4.2 En l’espèce, l’annexe 1 du NPA prévoit l’application des art. 1157 ss CO, notamment en cas de défaut de paiement du débiteur. Les parties au NPA avaient donc convenu que les papiers-valeur qui seraient émis étaient des obligations.

Ainsi, les art. 1157 ss CO sont applicables au présent cas.

Il sera par ailleurs relevé que lors de l’assemblée des créanciers du 7 avril 2025, B______ s’est expressément référée aux conditions légales relatives à la convocation et à la tenue d’une assemblée des créanciers obligataires au sens des art. 1157 ss CO. Son comportement, visant tant à requérir l’application des règles strictes prévues par les dispositions précitées, tout en soutenant que les titres ne seraient pas des obligations, est contraire aux règles de la bonne foi.

5. La requérante requiert l'approbation des décisions prises par l'assemblée générale des créanciers obligataires du 10 juin 2025.

::::::::

- CE QUI EST DEMANDÉ -
**A.** Traduisez en anglais cette phrase du passage : « Ainsi, les art. 1157 ss CO sont applicables au présent cas. »
**B.** Poursuivez le passage sur les obligations et l'assemblée des créanciers obligataires, à partir de sa dernière phrase.
Les données n'ont aucun rapport avec le passage.

::::::::

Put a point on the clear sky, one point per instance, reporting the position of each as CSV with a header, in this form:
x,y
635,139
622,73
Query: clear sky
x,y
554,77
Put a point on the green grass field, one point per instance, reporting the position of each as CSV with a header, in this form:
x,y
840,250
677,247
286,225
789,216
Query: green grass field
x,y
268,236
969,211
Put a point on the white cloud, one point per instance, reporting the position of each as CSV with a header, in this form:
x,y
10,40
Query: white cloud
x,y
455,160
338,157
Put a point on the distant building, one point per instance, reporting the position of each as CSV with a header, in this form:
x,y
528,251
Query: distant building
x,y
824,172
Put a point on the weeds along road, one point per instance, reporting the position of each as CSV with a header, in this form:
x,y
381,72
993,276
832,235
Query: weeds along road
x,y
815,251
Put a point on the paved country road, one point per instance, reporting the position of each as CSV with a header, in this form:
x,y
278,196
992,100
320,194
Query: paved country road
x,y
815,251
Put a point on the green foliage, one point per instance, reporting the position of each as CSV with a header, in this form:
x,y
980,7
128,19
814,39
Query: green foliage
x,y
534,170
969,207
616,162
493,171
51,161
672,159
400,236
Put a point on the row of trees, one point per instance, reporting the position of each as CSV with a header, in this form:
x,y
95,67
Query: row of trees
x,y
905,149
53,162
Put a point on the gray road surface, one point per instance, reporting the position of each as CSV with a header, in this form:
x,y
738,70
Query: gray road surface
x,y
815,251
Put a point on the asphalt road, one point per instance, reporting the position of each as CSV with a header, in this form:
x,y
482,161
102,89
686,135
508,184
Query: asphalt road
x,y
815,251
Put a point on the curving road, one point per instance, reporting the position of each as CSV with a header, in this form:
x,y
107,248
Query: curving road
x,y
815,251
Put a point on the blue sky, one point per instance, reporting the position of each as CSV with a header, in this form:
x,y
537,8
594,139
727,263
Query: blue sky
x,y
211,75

::::::::

- RÉPONSES AUX EXERCICES -
**A.** Thus, Articles 1157 et seq. CO apply to the present case.

**B.**
5.1 La communauté des créanciers peut recourir, dans les limites de la loi, à toutes mesures utiles pour la défense des intérêts communs, notamment si le débiteur se trouve dans une situation critique (art. 1164 al. 1 CO). Les décisions de la communauté sont prises par l’assemblée des créanciers et sont valables si elles satisfont aux conditions générales ou spéciales établies par la loi (art. 1164
al. 2 CO).

Des propositions visant les mesures prévues à l’art. 1170 CO ne peuvent être faites par le débiteur et discutées par l’assemblée des créanciers que sur la base d’un état de situation au jour de sa réunion ou d’un bilan remontant à six mois au plus, régulièrement dressé et certifié exact par l’organe de révision, s’il y en a un (art. 1175 CO).

5.2 L’assemblée des créanciers est convoquée par un avis publié au moins deux fois dans la Feuille officielle suisse du commerce et dans les feuilles publiques indiquées dans les conditions de l’emprunt. Le deuxième avis doit paraître au moins dix jours avant la date fixée pour l’assemblée (art. 1 al. 1 de l'Ordonnance sur la communauté des créanciers dans les emprunts par obligations – RS 221.522.1 ; ci-après : l’Ordonnance).

Les créanciers dont les obligations sont nominatives sont convoqués en outre par lettre recommandée, au moins dix jours d’avance (art. 1 al. 2 de l'Ordonnance).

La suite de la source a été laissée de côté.